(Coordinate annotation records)
************

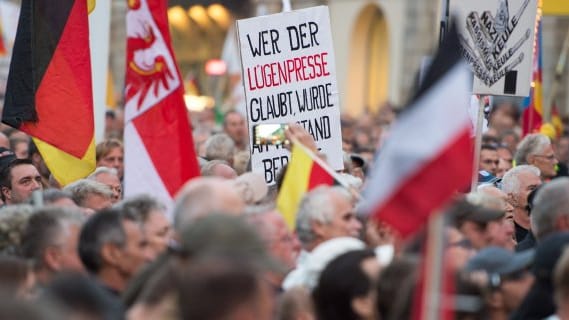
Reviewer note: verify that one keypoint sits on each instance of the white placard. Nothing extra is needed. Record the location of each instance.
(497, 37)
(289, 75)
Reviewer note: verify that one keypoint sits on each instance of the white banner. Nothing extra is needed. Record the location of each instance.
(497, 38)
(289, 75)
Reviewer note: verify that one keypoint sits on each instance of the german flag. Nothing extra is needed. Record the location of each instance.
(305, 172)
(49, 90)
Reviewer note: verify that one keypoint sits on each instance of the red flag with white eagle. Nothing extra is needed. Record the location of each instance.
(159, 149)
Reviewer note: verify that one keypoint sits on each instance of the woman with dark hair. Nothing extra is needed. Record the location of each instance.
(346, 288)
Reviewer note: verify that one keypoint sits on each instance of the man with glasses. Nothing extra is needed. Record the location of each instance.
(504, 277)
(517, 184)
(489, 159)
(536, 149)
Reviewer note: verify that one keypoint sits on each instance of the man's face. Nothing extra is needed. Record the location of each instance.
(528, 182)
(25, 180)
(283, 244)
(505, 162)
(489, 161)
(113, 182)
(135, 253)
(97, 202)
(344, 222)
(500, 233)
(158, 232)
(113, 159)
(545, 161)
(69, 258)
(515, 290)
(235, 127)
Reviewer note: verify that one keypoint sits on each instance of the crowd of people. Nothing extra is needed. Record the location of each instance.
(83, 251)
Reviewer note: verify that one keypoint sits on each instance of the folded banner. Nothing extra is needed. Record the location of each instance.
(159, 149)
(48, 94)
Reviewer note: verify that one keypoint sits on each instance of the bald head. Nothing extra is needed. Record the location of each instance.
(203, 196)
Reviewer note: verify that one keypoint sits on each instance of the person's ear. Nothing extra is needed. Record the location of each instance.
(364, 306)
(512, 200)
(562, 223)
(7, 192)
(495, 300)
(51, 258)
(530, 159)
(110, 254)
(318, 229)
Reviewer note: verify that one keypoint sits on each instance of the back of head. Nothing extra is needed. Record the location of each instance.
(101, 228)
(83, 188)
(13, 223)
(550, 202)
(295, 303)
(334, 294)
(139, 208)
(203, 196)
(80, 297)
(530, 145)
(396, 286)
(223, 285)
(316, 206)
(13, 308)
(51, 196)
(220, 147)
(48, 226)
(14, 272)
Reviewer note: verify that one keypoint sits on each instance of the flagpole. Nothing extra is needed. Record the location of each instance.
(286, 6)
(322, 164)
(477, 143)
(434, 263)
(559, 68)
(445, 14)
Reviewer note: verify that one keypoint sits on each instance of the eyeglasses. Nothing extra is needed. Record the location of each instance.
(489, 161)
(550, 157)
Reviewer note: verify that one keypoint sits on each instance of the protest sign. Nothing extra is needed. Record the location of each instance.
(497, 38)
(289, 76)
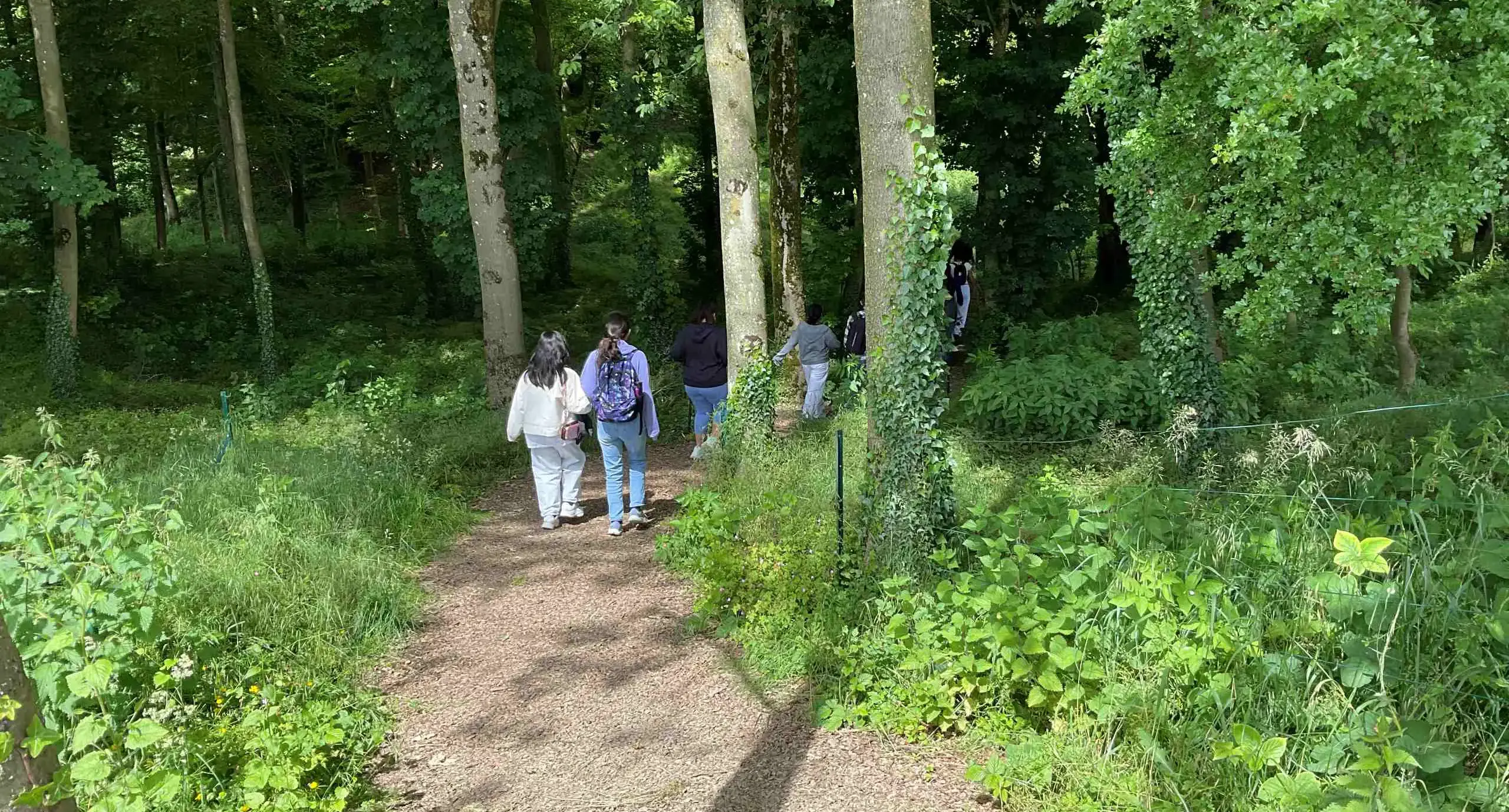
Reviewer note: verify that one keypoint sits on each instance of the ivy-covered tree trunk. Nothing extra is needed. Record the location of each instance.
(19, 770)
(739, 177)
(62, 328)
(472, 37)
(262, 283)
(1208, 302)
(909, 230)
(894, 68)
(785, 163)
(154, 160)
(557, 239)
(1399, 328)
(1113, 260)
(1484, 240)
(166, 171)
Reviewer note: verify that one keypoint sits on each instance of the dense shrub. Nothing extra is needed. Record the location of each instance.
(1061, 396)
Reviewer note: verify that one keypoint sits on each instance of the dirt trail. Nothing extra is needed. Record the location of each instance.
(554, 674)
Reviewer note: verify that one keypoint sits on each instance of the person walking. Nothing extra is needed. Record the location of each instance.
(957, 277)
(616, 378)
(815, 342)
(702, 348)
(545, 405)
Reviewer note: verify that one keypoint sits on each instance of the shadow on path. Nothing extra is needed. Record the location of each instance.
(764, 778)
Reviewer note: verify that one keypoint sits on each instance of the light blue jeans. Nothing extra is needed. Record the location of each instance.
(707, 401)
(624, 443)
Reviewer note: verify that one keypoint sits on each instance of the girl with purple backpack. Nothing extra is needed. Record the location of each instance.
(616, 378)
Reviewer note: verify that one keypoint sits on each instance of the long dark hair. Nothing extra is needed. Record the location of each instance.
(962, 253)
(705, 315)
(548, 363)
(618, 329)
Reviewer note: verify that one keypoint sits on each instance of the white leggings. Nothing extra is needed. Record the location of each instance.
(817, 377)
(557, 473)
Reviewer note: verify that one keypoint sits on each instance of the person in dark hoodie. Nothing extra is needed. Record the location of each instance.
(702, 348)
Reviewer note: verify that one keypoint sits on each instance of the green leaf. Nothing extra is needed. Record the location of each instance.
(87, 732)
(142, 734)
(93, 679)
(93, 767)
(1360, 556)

************

■ WORK TO BE COMPLETED ■
Starting at the line with "of the girl", copy every line up to and including the last one in the entries above.

■ RIGHT ANSWER ■
Reviewer note: verify that one keypoint sits on each instance of the girl with purple backpack. Nothing extra is needed. Record the location of each instance.
(616, 378)
Reviewer note: verify that one keypoint sits on each instance of the long dark hair. Nothing extra is needed. Record the location of each instance.
(962, 253)
(705, 315)
(548, 363)
(618, 329)
Reviewer note: verify that one keypoint sits on each instance of the white leggings. Nothing extra is needed. Record the location of each instance.
(817, 377)
(557, 473)
Reviewer note: verify that one keypoint sits on each instance of the person in dark hoodie. Nothing extra is needed. Record the location of each instance.
(702, 348)
Reviewer note: verify that one keypoint sits on each instance of the green leaf. Nothing extra is needed. Record the location of each instance.
(87, 732)
(142, 734)
(93, 679)
(93, 767)
(1360, 556)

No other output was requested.